§ Exercise prompt
Copy the records verbatim, from their first line through the line that contains "[[[169,96],[170,220],[189,224],[189,111],[181,110],[179,91]]]", with both of those lines included.

§ Data
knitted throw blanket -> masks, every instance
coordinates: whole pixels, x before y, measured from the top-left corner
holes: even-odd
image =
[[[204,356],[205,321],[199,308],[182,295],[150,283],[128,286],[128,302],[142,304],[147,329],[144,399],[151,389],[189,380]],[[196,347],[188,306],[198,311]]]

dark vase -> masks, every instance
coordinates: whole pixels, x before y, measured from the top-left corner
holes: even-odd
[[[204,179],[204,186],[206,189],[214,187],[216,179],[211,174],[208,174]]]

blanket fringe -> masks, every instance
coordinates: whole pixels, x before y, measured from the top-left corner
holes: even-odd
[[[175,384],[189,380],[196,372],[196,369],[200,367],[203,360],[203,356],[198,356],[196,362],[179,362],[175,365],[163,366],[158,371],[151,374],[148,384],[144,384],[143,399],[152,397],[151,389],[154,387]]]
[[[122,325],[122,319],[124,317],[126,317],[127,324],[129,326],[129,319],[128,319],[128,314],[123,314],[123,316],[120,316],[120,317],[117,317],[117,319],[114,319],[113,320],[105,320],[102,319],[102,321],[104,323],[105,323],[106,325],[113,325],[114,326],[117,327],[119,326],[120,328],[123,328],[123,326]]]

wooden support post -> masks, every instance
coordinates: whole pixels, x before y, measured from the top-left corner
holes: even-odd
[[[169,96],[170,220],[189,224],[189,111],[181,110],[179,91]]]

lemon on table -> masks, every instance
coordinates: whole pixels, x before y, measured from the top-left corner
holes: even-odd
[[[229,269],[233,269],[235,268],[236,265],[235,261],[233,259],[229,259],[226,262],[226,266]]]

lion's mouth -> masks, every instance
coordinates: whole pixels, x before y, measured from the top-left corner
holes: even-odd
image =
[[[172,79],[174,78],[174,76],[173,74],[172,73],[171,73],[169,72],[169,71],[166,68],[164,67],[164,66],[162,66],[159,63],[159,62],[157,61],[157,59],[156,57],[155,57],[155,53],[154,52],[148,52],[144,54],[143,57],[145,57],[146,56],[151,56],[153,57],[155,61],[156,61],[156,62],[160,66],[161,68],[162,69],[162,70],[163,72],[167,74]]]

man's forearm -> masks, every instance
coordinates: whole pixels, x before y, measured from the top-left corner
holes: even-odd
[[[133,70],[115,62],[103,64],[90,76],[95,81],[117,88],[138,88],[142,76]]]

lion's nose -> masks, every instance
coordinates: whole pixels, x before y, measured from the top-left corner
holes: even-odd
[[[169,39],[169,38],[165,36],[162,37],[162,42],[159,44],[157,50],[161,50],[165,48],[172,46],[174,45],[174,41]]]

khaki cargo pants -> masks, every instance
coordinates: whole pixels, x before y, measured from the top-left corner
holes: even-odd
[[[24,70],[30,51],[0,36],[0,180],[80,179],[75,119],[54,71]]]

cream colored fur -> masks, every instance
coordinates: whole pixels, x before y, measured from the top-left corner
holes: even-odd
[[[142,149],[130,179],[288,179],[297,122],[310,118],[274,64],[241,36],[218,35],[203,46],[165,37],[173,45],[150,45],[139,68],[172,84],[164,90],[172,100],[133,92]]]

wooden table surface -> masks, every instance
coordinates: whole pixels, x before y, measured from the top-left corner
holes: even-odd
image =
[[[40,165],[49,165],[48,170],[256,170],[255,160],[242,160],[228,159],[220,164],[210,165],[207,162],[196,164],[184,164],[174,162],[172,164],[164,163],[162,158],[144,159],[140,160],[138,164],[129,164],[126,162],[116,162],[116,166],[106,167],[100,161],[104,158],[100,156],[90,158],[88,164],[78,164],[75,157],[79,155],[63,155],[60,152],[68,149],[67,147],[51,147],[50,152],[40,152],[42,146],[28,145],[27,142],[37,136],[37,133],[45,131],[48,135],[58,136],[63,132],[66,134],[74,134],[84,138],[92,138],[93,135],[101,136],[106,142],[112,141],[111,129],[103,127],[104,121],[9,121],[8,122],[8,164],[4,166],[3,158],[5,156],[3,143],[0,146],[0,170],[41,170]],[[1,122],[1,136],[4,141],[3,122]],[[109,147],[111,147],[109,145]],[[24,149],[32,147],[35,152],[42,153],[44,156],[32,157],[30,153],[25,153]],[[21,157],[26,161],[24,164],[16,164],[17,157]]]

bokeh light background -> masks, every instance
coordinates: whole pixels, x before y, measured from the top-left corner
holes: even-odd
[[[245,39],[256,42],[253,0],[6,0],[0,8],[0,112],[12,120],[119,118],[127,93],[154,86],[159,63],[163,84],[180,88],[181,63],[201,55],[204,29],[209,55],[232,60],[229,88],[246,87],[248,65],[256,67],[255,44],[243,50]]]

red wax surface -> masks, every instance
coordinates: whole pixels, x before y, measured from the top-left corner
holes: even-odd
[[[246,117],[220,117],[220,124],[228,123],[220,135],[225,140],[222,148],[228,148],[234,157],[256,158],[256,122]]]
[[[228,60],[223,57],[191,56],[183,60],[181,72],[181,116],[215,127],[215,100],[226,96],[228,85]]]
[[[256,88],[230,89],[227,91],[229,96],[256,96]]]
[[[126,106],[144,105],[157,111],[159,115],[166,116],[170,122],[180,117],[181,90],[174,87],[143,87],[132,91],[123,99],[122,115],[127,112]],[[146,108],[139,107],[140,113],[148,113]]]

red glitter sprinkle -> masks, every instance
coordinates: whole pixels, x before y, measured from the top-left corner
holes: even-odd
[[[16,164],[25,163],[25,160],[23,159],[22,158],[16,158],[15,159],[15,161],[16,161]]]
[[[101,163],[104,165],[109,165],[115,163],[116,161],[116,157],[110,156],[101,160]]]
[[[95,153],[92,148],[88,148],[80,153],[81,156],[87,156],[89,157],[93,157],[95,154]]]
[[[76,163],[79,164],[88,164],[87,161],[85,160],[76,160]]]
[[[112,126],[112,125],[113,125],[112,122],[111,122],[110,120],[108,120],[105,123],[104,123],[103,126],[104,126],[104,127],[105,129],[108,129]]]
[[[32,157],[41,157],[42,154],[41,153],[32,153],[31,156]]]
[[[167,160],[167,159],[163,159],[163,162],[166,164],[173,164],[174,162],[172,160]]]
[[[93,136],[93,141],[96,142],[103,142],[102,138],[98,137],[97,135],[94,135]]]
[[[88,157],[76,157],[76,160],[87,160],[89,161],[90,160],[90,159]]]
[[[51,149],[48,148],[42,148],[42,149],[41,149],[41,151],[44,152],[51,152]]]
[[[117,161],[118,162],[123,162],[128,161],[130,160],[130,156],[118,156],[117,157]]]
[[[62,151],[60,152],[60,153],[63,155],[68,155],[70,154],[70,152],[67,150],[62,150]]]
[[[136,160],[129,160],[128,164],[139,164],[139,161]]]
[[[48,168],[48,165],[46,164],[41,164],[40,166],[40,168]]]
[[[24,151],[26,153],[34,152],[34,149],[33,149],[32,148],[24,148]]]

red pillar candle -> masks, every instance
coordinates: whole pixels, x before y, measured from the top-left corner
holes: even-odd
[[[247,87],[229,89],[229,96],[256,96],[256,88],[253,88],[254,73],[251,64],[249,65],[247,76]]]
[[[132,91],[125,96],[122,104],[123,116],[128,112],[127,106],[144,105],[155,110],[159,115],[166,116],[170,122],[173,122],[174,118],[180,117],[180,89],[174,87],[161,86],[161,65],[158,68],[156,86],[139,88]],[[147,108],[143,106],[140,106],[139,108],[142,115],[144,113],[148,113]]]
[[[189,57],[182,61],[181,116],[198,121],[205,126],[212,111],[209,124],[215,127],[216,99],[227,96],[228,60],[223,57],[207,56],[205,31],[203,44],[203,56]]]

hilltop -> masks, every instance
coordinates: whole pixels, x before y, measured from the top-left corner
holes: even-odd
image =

§ Expected output
knitted throw blanket -> masks, every instance
coordinates: whole pixels, x before y, measured from the top-left corner
holes: even-odd
image =
[[[204,356],[205,321],[199,308],[182,295],[150,283],[128,286],[128,302],[142,304],[147,329],[144,399],[151,389],[189,380]],[[196,347],[188,306],[198,311]]]

dark vase -> masks, every instance
coordinates: whole pixels, x before y, measured from the top-left corner
holes: even-odd
[[[204,179],[204,186],[206,189],[214,187],[216,179],[211,174],[208,174]]]

blanket fringe -> masks, every instance
coordinates: whole pixels, x before y, measured from the top-left corner
holes: even-odd
[[[175,384],[189,380],[196,372],[196,369],[200,367],[203,360],[203,356],[198,356],[196,362],[179,362],[175,365],[163,366],[158,371],[151,374],[148,384],[144,384],[143,399],[152,397],[151,389],[154,387]]]
[[[122,325],[122,319],[124,317],[126,317],[127,324],[129,326],[129,319],[128,319],[128,314],[123,314],[123,316],[120,316],[120,317],[117,317],[117,319],[114,319],[113,320],[105,320],[102,319],[102,321],[104,323],[105,323],[106,325],[113,325],[114,326],[117,327],[119,326],[120,328],[123,328],[123,326]]]

wooden support post -> masks, every instance
coordinates: whole pixels, x before y, measured from the top-left corner
holes: even-odd
[[[169,96],[170,220],[189,224],[189,111],[181,110],[179,91]]]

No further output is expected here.